• **TEXT SECTION**:
= = = = =

Having written some of the code Dan Smith is using that Jari Aalto is asking
about, I'll tackle some of Jari's questions:
| | :0
| | {
| | MAX_COMMAS=45
| | #
| | # From David W. Tamkin <dattier(_at_)wwa(_dot_)com>
Actually, Philip Guenther contributed to this part as well IIRC.
| | :0h # H is implicit; this is h
| | * ^Resent-(To|Cc):
| | ADDRESSES=|formail -czxResent-To: -xResent-Cc:
| | :0Eh
| | ADDRESSES=|formail -czxTo: -xCc: -xApparently-To:
The variable ADDRESSES will now contain the lines from the header showing
addressees: if there are Resent- headers, it's Resent-To: and Resent-Cc:
that count; if there are no Resent- headers, those that count are To:,
Cc:, and Apparently-To:.
Any such headers that had no contents have been reduced to nothingness
by -z and -x; -c takes care of that were broken into continuation lines in
the middle of an address. So the number of visible addressees is the number
of lines in $ADDRESSES plus (with one bug Dan mentions below) the number
of commas in $ADDRESSES [because an address line with three commas contains
four addresses, for example].
| | # Now, the number of addressees should be the number of non-empty
| | # lines (procmail always sees an extra empty line at the end of a
^^^^^^ well, not always but usually
| | # search area) plus the number of commas; this will still overcount
| | # if someone has a comma inside a name comment (thus MAX_COMMAS
| | # instead of MAX_ADDRESSES).

= = = = =

• **MATERIAL PROVIDED**:

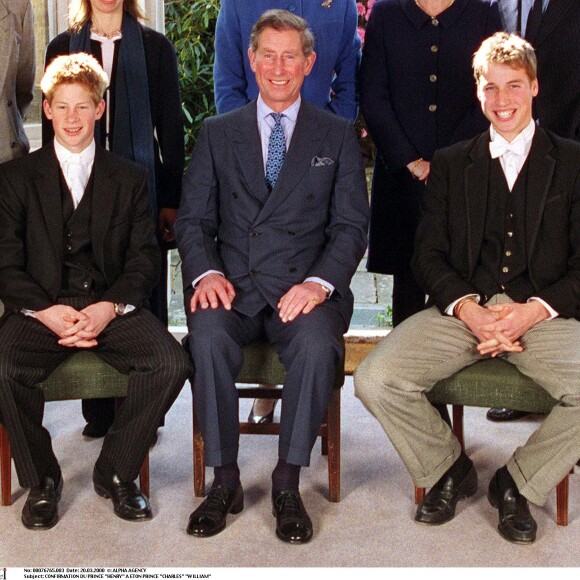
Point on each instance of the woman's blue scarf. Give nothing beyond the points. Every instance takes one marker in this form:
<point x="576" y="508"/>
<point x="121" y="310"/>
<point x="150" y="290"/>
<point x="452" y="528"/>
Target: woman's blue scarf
<point x="133" y="138"/>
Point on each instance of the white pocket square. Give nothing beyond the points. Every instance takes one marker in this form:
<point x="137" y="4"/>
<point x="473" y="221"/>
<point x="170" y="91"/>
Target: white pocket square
<point x="321" y="161"/>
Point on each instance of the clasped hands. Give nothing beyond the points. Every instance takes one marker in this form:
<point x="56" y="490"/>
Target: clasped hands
<point x="214" y="289"/>
<point x="499" y="327"/>
<point x="77" y="328"/>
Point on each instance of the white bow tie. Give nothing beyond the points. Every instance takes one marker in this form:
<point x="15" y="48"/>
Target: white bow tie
<point x="497" y="149"/>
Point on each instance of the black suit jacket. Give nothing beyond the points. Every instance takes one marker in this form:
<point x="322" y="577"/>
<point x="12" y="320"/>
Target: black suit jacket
<point x="450" y="234"/>
<point x="557" y="45"/>
<point x="165" y="103"/>
<point x="313" y="223"/>
<point x="31" y="230"/>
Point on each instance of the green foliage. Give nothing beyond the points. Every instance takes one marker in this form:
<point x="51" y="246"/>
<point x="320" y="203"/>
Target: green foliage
<point x="191" y="28"/>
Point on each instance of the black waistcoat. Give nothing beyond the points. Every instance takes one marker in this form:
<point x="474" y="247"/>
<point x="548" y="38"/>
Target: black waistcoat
<point x="502" y="265"/>
<point x="81" y="275"/>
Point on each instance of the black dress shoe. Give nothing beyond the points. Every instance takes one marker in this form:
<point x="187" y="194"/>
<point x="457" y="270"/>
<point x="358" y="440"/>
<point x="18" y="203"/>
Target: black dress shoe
<point x="500" y="414"/>
<point x="95" y="430"/>
<point x="128" y="501"/>
<point x="40" y="512"/>
<point x="262" y="419"/>
<point x="516" y="523"/>
<point x="293" y="525"/>
<point x="209" y="518"/>
<point x="458" y="482"/>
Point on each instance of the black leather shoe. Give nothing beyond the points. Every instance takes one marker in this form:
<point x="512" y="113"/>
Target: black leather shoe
<point x="128" y="501"/>
<point x="262" y="419"/>
<point x="40" y="512"/>
<point x="516" y="523"/>
<point x="209" y="518"/>
<point x="293" y="525"/>
<point x="500" y="414"/>
<point x="458" y="482"/>
<point x="95" y="430"/>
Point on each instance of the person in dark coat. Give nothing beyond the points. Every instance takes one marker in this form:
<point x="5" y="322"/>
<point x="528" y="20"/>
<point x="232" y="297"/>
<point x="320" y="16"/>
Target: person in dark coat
<point x="417" y="96"/>
<point x="144" y="123"/>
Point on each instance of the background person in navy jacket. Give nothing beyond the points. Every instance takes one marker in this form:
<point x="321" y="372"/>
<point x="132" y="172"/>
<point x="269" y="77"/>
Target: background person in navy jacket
<point x="417" y="95"/>
<point x="337" y="45"/>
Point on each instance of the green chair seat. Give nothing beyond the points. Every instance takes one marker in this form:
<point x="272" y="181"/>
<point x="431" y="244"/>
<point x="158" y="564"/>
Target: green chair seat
<point x="492" y="383"/>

= = = = =

• **WRITTEN REQUEST A**:
Answer these questions using the procmail post:
(i) Besides David W. Tamkin, who does the writer recall contributing to the commented code?
(ii) What value is assigned to MAX_COMMAS?
(iii) When there are no Resent- headers, which headers count as addressees?
• **WRITTEN REQUEST B**:
Update the procmail post from "Any such headers" up to and including "instead of MAX_ADDRESSES).", replacing "overcount" with "overestimate".

• **CORRECT OUTPUT A**:
(i) Philip Guenther
(ii) 45
(iii) To:, Cc:, and Apparently-To:

• **CORRECT OUTPUT B**:
Any such headers that had no contents have been reduced to nothingness
by -z and -x; -c takes care of that were broken into continuation lines in
the middle of an address. So the number of visible addressees is the number
of lines in $ADDRESSES plus (with one bug Dan mentions below) the number
of commas in $ADDRESSES [because an address line with three commas contains
four addresses, for example].
| | # Now, the number of addressees should be the number of non-empty
| | # lines (procmail always sees an extra empty line at the end of a
^^^^^^ well, not always but usually
| | # search area) plus the number of commas; this will still overestimate
| | # if someone has a comma inside a name comment (thus MAX_COMMAS
| | # instead of MAX_ADDRESSES).